#### [WORK INSTRUCTIONS]
1) Answer these questions about the forum thread on the Brute makeover.
(a) What kind of clutching is on the list of planned changes?
(b) When does the original poster expect the bike to be tuned with the nitrous?
(c) What does beach83 want to see a how-to on?
2) Select every line of the records that contains the word "wall". Case counts.

#### [PASSAGE PROVIDED]
=====
# new year new brute =)



## crom a zone (Feb 25, 2010)

thats right i fig its a new year so the brute should get new make over for new year

1 29backs crushed
2 big gun evo full system
3 stripped camo plastics
4 lime green racks and hl springs
5 vfj clutching
6 boss-noss 20 shot
7 dyno tuned
bike should handle like new machine


----------



## IBBruin (Feb 10, 2009)

You know before and after pics are a must for this one.


----------



## Brute650i (Dec 17, 2008)

:agreed: if not then we get to break out the :ban:

we need some install pics and how to's if we dont already have them. Youll love the nitrous


----------



## Polaris425 (Dec 16, 2004)

Cant wait!!!!!!!!! :rockn:


----------



## crom a zone (Feb 25, 2010)

i will try to do a how to for the big gun evo pipe since no 1 has one and for the nos set up as well if things go good bike will be tuned with noss at end of january to middle of feb and first race i am doin is atv ******* natinals i will post pic of how bike looks now


----------



## crom a zone (Feb 25, 2010)

before


----------



## lilbigtonka (Dec 30, 2008)

Ummm I call BS on 29 backs


----------



## Polaris425 (Dec 16, 2004)

lilbigtonka said:


> Ummm I call BS on 29 backs


must be typo........ :agreed:


----------



## beach83 (Nov 5, 2010)

Id like to see a how to on stripping the camo off. Been thinking about doing it, just not sure how.
=====
(Records from a data collection)
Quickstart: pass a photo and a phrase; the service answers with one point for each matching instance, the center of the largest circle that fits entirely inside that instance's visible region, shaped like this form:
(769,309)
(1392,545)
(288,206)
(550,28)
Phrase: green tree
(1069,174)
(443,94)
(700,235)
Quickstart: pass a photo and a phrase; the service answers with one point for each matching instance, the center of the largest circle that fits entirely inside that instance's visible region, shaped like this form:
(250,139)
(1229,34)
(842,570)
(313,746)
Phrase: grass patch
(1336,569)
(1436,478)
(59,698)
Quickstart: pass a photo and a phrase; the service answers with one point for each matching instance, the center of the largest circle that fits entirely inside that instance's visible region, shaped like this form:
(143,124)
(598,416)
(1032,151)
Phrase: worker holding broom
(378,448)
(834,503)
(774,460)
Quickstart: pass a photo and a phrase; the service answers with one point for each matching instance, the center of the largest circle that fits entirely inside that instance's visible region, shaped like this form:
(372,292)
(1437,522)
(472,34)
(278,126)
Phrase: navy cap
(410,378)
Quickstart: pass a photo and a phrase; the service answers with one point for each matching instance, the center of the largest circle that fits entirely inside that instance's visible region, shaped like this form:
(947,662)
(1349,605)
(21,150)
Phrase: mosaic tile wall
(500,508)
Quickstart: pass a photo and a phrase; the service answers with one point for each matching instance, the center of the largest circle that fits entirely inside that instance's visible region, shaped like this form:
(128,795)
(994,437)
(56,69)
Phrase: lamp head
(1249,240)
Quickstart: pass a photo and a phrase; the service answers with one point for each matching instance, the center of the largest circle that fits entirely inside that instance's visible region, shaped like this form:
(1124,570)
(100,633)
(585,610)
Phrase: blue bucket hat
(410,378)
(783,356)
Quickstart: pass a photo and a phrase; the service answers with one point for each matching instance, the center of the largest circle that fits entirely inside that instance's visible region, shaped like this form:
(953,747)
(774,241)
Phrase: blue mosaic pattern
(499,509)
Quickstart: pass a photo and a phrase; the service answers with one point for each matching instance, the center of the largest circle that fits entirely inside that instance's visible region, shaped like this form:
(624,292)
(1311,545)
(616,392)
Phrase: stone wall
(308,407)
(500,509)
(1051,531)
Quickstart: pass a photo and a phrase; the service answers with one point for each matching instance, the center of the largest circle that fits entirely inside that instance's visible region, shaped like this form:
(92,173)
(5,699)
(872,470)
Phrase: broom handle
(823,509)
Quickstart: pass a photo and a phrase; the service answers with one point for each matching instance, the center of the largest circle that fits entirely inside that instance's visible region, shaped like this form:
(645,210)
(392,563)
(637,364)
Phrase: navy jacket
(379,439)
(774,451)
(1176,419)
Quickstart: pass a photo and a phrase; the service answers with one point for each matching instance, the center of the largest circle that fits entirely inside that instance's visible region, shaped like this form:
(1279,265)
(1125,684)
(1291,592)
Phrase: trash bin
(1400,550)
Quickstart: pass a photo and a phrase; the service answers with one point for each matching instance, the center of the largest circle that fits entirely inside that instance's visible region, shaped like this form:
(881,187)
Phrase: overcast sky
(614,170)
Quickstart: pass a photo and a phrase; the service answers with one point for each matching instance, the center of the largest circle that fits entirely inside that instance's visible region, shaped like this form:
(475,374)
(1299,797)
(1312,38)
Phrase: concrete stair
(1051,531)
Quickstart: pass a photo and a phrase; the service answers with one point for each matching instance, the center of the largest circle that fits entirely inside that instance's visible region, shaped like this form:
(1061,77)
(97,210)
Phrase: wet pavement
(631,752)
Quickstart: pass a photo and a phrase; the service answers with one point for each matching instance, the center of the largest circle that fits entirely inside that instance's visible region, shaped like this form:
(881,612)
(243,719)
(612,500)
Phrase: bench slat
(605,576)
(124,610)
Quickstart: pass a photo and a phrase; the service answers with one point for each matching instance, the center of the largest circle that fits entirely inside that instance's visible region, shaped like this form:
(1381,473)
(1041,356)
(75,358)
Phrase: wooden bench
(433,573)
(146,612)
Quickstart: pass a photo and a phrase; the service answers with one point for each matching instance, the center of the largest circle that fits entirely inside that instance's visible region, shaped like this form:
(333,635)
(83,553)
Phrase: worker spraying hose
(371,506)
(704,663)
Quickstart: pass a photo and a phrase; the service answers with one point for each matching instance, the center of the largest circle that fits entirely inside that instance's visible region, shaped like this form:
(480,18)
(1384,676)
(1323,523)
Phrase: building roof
=====
#### [TASK-BY-TASK RESULTS]
1)
(a) VFJ clutching.
(b) From the end of January to the middle of February.
(c) Stripping the camo off.

2)
Phrase: mosaic tile wall
Phrase: stone wall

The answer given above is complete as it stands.